**WHAT YOU HAVE TO DO:**
Please tally the lines in the listing below that contain the string "building", with case counting, and give only the number.
**********
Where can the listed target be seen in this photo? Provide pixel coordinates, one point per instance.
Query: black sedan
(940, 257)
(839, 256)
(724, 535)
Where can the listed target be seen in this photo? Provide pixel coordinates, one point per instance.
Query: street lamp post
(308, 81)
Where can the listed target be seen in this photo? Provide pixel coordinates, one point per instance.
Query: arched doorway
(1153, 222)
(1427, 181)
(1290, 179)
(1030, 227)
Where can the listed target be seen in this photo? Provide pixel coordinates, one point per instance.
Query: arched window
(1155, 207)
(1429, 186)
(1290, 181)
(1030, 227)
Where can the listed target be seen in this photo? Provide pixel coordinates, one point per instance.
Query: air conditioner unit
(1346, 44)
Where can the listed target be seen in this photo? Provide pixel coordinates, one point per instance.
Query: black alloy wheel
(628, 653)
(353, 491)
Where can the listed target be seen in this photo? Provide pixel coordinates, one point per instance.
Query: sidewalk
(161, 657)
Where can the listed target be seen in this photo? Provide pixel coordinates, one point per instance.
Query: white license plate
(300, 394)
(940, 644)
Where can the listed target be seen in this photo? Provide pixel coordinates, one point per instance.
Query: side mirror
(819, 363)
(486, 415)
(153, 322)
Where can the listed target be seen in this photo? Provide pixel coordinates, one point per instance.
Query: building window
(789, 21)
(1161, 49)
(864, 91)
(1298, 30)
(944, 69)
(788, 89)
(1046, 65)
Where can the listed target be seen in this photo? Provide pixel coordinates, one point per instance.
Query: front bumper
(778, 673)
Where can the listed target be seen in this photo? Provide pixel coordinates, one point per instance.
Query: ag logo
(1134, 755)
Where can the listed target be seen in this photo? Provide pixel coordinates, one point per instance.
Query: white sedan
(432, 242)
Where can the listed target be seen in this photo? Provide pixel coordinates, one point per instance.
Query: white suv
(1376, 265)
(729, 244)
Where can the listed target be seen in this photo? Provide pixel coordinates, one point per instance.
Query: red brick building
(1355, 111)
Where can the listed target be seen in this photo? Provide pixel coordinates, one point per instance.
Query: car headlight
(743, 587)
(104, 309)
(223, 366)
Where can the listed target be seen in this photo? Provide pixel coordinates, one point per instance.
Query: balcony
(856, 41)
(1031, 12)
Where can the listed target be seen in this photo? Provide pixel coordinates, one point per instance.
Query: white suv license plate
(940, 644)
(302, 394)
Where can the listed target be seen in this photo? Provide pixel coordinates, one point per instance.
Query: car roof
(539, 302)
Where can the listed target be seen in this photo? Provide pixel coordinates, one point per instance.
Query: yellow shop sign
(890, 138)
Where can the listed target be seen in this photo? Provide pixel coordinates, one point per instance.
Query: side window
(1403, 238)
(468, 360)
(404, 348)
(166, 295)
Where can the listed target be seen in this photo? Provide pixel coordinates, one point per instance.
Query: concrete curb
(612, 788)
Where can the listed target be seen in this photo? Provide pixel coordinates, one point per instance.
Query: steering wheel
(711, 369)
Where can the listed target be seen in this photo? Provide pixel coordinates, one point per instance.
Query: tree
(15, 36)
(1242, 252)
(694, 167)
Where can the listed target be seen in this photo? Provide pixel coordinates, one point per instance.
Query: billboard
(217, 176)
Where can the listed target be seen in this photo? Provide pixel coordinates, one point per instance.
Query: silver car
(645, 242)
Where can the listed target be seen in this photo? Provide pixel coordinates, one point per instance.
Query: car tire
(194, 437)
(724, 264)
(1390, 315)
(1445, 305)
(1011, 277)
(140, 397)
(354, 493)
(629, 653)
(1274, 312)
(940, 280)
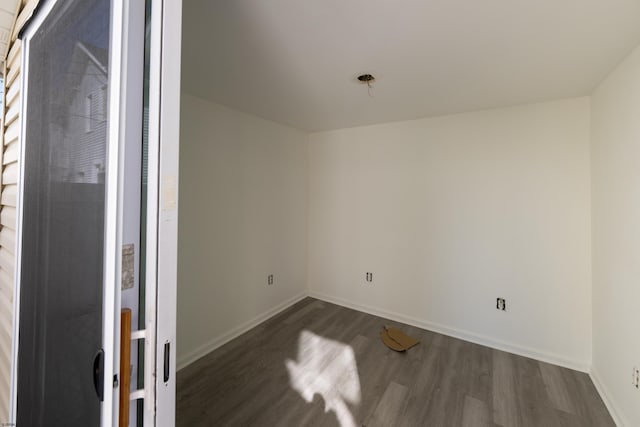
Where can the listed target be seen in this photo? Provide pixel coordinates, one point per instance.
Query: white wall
(450, 213)
(615, 146)
(242, 217)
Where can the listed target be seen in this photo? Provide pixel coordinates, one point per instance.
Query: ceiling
(296, 62)
(8, 10)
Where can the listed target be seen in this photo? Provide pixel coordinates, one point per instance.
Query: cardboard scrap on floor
(397, 340)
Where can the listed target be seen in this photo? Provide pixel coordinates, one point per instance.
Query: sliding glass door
(61, 357)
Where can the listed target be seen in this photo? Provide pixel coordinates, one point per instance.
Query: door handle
(98, 374)
(167, 352)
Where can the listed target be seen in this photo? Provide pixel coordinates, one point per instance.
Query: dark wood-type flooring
(442, 381)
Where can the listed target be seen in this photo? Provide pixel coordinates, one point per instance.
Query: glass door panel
(60, 380)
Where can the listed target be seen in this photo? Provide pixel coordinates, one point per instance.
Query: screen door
(61, 355)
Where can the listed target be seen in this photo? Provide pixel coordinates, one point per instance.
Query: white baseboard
(187, 359)
(605, 395)
(581, 366)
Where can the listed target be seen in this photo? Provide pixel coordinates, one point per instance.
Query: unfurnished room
(465, 173)
(320, 213)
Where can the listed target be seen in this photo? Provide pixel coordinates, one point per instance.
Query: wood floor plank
(505, 411)
(557, 388)
(442, 381)
(390, 407)
(476, 413)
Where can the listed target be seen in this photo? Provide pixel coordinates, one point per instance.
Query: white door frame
(162, 212)
(162, 209)
(113, 212)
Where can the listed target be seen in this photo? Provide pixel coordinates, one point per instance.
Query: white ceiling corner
(295, 62)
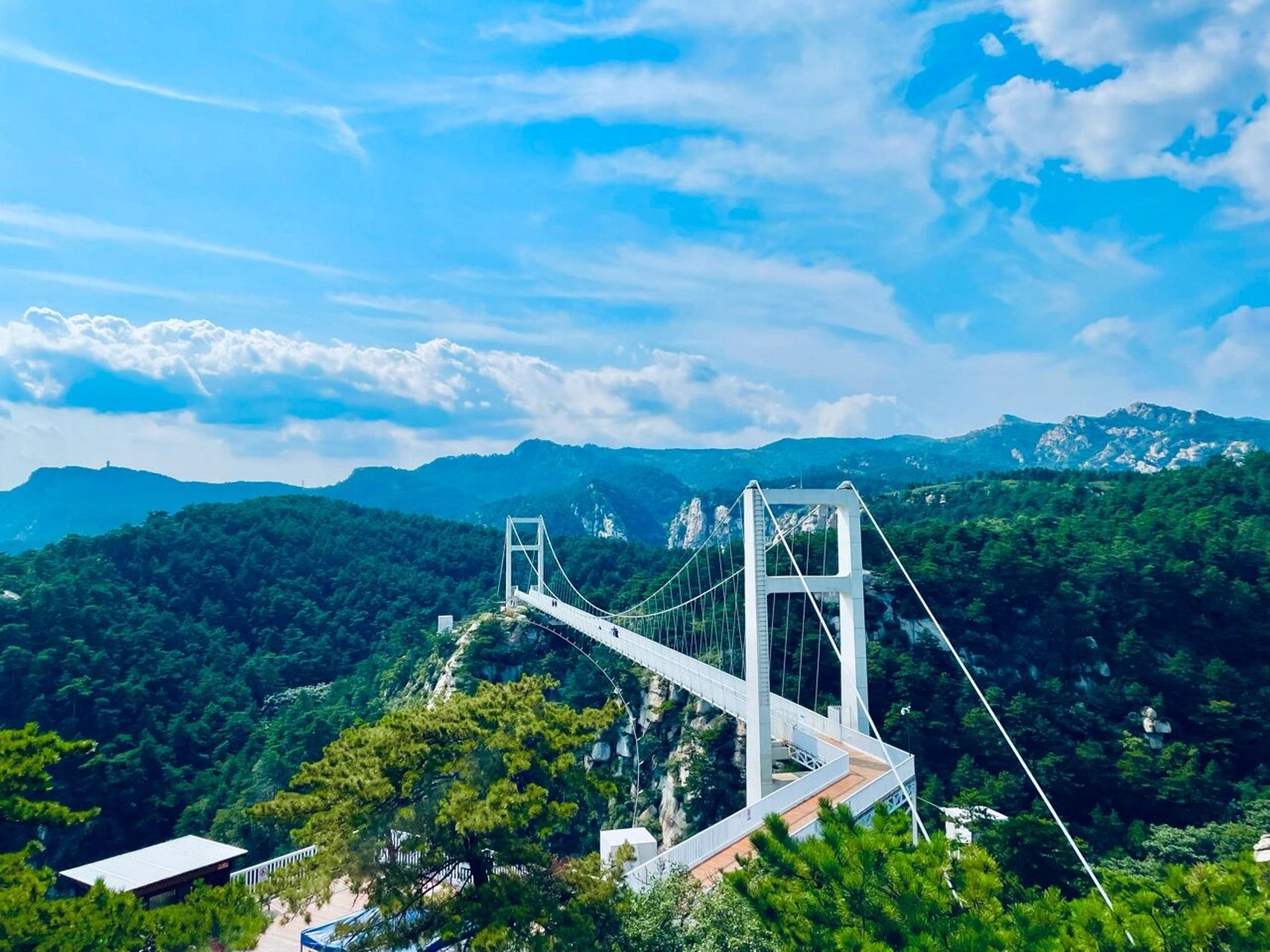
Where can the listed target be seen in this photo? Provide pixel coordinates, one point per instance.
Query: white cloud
(991, 45)
(178, 445)
(713, 283)
(851, 416)
(441, 318)
(1187, 71)
(84, 229)
(1242, 353)
(225, 376)
(1109, 334)
(332, 117)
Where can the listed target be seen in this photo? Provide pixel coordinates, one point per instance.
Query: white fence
(254, 875)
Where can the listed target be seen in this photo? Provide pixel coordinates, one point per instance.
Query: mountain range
(661, 497)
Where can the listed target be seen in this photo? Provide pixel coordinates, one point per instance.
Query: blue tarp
(323, 939)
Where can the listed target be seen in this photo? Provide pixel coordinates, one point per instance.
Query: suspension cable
(992, 713)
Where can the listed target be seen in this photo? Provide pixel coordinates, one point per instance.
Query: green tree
(484, 786)
(100, 919)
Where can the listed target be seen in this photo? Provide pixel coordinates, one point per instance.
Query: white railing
(732, 829)
(260, 872)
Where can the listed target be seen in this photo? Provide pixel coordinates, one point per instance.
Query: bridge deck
(285, 936)
(798, 817)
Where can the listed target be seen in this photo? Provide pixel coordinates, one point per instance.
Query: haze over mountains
(650, 495)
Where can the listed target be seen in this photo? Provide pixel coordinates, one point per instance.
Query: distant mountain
(663, 497)
(55, 503)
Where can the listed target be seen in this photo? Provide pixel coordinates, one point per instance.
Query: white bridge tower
(846, 583)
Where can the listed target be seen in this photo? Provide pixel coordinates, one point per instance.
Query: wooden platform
(862, 771)
(285, 937)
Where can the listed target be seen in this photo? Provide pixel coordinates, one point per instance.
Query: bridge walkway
(798, 817)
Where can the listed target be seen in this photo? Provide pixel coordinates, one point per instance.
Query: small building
(959, 820)
(1261, 851)
(161, 874)
(637, 837)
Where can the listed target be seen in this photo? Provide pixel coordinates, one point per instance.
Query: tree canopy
(481, 787)
(100, 919)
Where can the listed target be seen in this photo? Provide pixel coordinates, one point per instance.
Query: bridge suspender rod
(992, 713)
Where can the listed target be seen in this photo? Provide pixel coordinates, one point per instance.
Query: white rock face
(689, 527)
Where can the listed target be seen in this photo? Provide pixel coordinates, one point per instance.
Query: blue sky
(282, 240)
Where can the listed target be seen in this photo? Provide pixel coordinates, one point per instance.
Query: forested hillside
(1083, 601)
(208, 653)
**********
**OUTPUT BELOW:**
3